··· PROVIDED PASSAGE

Quality Control Checks

In [27]:
#Does sum of industries equal industry total?
indsum=zctaind['N00'].subtract(zctaind.iloc[:,1:21].sum(axis=1))
if indsum.sum()==0:
    print (True)
else:
    print(indsum.loc[indsum != 0])
True
In [28]:
#Is sum of percent totals approximately 100?
ptotal=zctaind.iloc[:,21:].sum(axis=1)
if ptotal.loc[(ptotal <= 99.05) | (ptotal >= 100.05)].empty:
    print(True)
else:
    print(ptotal.loc[(ptotal <= 99.05) | (ptotal >= 100.05)])
True
In [29]:
#Do number of ZCTAs in employment table match the industries table?
ecount=zctaemp.shape[0]
icount=zctaind.shape[0]
if ecount == icount:
    print (True)
else:
    print('Mistmatched count between employment',ecount, 'rows and industry',icount, 'rows')
True
In [30]:
#Does sum of estabslishments from employment table equal establishments in industries table?
estsum=zctaemp['ESTAB'].subtract(zctaind['N00'])
if estsum.sum()==0:
    print (True)
else:
    print(estsum.loc[estsum != 0])
True

Write to Database

In [31]:
con = sqlite3.connect(dbname) 
cur = con.cursor()
In [32]:
#Employment table
cur.execute('DROP TABLE IF EXISTS {};'.format(emptable))
qcreate_emptab="""
CREATE TABLE {}(
zcta5 TEXT NOT NULL PRIMARY KEY,
estab INTEGER,
emp INTEGER,
payq1 INTEGER,
payan INTEGER,
flag_emp INTEGER,
flag_payq1 INTEGER,
flag_payan INTEGER);
""".format(emptable)

cur.execute(qcreate_emptab)
Out[32]:
<sqlite3.Cursor at 0x29dc5ff2420>
In [33]:
#Don't run this block unless you've run the previous one
zctaemp.to_sql(name='{}'.format(emptable), if_exists='append', index=True, con=con)
In [34]:
cur.execute('SELECT COUNT(*) FROM {};'.format(emptable))
rows = cur.fetchone()
print(rows[0], 'records written to', emptable)
214 records written to zbp2016emp
In [35]:
#Replace zeros with nulls, as these values really represent no data
for col in zctaemp.columns[1:]:
    qupdate='UPDATE {} SET {} = NULL WHERE {} = 0;'.format(emptable,col,col)
    cur.execute(qupdate)
    print(cur.rowcount,'records updated for',col)
    con.commit()

······

### WHAT YOU NEED TO DO
1: Revise the notebook excerpt's code between "ptotal=zctaind.iloc[:,21:].sum(axis=1)" and "(ptotal >= 100.05)])", inclusive, so that "ptotal" reads "pctsum" throughout.
2: Recast the block of the notebook excerpt that begins "#Replace zeros with nulls" as a short bulleted list of what it does.
3: List every column name defined in the CREATE TABLE statement in the notebook excerpt.
You won't need the entries for any of this.

··· DATASET

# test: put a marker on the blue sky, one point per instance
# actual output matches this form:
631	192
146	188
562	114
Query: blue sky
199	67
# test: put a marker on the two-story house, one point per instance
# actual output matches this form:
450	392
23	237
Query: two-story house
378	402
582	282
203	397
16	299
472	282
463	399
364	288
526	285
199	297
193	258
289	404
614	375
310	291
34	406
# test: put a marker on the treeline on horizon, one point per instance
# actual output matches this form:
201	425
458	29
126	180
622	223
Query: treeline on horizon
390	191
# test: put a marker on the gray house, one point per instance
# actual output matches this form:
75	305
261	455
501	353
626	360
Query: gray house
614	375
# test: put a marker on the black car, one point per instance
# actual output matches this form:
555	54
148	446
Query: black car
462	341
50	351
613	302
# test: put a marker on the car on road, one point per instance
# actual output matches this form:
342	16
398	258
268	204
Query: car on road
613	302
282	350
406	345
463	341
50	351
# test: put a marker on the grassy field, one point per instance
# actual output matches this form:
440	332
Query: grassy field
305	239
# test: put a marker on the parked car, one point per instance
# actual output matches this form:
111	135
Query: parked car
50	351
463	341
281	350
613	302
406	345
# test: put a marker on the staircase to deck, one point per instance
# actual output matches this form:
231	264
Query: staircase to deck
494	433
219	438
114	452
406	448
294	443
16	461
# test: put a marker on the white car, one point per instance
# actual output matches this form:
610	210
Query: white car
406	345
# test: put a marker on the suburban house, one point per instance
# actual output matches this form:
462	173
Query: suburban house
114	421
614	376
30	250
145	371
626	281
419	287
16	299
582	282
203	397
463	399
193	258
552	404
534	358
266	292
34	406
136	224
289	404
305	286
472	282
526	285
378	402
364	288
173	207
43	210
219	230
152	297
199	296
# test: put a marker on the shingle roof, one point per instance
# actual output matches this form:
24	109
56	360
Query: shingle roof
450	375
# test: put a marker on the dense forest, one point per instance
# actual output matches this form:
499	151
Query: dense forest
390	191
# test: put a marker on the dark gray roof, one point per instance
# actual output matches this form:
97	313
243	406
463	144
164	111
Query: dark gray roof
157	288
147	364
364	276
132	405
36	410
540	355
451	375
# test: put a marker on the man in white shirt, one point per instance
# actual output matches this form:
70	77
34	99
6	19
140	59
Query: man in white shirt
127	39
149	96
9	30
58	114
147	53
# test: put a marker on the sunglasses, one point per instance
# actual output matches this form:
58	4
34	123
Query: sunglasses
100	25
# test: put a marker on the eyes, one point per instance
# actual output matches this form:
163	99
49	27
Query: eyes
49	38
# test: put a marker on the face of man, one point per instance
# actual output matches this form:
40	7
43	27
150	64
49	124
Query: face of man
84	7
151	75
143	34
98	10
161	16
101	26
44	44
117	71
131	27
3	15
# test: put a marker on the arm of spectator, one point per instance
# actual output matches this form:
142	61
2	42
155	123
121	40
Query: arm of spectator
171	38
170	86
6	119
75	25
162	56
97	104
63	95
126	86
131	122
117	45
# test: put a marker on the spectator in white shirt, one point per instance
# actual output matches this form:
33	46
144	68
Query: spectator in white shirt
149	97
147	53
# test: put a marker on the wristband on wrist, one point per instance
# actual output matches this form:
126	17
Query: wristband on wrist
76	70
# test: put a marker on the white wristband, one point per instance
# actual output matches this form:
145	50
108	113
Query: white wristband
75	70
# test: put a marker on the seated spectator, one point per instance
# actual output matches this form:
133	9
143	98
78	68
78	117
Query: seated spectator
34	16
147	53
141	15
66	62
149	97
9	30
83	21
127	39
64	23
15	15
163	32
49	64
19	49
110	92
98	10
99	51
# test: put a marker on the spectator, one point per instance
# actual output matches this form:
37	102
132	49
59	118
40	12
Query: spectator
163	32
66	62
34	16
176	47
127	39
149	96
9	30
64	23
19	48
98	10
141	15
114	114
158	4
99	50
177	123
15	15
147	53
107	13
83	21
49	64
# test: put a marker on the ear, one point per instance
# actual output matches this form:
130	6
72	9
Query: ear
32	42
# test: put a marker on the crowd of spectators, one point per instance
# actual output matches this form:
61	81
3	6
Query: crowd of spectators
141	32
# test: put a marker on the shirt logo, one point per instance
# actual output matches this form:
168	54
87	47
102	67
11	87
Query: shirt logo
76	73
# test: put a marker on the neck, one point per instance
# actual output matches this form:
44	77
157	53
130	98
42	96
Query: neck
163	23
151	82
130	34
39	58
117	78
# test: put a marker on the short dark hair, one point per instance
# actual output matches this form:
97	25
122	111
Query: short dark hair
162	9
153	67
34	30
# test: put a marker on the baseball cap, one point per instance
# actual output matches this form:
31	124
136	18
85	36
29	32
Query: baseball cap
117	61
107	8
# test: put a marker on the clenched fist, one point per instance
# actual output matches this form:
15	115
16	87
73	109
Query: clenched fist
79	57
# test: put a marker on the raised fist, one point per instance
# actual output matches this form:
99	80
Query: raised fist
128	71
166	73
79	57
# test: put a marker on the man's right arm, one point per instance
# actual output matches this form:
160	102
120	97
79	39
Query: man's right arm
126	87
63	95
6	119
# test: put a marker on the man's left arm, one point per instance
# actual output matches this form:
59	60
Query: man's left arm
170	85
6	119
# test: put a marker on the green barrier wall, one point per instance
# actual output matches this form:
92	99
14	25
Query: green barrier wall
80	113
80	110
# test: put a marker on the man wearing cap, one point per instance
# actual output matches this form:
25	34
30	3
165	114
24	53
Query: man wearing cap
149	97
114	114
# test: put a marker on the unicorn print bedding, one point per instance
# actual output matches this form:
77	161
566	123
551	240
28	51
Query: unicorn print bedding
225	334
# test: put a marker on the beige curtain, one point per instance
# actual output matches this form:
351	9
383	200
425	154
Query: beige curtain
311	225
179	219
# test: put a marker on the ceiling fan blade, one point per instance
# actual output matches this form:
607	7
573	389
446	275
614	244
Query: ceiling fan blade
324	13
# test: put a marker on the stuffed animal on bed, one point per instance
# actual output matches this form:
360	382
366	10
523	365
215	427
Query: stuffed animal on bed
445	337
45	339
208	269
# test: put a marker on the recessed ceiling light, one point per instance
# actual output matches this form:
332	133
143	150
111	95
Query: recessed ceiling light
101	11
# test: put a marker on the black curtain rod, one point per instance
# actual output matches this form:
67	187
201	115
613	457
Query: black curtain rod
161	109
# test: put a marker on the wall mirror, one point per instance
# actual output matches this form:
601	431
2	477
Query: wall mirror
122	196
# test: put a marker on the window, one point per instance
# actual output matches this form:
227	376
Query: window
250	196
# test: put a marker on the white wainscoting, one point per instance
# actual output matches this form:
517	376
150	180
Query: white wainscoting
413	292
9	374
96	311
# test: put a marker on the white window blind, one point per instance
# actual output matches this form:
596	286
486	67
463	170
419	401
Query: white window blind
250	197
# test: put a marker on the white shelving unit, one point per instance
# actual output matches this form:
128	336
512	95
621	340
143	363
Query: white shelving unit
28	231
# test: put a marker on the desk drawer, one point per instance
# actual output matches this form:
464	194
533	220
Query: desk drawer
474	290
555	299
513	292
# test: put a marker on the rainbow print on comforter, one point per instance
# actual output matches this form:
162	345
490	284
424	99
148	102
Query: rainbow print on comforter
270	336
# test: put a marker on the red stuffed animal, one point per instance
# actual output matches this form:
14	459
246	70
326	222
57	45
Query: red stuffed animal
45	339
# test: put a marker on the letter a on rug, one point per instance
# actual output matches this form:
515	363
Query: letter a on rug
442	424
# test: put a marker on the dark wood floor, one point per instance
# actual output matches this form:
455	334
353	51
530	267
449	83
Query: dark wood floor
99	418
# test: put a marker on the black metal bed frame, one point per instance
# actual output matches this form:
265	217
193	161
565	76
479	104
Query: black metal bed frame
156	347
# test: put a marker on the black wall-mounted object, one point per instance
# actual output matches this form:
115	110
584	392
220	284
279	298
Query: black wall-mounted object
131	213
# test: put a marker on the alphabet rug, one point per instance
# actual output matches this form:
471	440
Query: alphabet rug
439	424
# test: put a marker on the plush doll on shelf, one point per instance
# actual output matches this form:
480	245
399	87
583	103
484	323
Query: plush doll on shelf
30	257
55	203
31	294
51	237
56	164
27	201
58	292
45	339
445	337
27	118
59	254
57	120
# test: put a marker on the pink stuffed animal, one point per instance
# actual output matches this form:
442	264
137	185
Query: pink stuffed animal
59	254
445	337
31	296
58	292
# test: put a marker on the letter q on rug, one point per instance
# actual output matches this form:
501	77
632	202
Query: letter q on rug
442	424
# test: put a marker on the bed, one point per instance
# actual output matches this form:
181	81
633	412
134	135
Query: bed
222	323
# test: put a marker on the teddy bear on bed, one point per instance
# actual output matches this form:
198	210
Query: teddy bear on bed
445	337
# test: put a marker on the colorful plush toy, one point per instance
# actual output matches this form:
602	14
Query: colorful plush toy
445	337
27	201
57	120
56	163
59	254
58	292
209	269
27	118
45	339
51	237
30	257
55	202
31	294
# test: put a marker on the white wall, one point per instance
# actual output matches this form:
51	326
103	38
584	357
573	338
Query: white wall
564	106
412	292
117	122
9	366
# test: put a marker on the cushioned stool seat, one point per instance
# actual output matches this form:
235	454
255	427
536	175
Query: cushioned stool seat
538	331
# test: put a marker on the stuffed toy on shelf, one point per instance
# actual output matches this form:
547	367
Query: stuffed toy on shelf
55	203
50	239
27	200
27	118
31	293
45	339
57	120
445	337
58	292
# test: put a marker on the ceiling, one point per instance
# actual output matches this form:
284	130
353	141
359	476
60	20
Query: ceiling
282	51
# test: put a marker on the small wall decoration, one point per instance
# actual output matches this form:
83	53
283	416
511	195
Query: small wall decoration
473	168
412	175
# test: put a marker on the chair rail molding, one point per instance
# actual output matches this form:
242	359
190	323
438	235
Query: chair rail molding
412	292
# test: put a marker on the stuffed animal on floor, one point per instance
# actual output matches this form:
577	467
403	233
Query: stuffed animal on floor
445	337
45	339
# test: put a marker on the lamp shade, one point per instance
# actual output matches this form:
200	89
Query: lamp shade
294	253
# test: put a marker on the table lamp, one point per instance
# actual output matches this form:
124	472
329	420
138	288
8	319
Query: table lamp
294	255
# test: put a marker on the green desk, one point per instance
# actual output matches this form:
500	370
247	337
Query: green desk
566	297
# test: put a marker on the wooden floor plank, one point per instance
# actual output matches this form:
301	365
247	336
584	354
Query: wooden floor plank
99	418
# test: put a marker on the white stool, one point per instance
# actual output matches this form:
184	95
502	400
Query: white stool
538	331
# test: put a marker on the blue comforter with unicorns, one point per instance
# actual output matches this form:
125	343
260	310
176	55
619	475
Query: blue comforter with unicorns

······

### FINAL RESULTS
1:
pctsum=zctaind.iloc[:,21:].sum(axis=1)
if pctsum.loc[(pctsum <= 99.05) | (pctsum >= 100.05)].empty:
    print(True)
else:
    print(pctsum.loc[(pctsum <= 99.05) | (pctsum >= 100.05)])

2:
- Treats zeros in the employment data as meaning no data.
- Loops over every column of zctaemp except the first.
- For each column, runs an UPDATE on the employment table that sets the column to NULL wherever it equals 0.
- Prints how many records were updated for that column.
- Commits the change after each update.

3: zcta5, estab, emp, payq1, payan, flag_emp, flag_payq1, flag_payan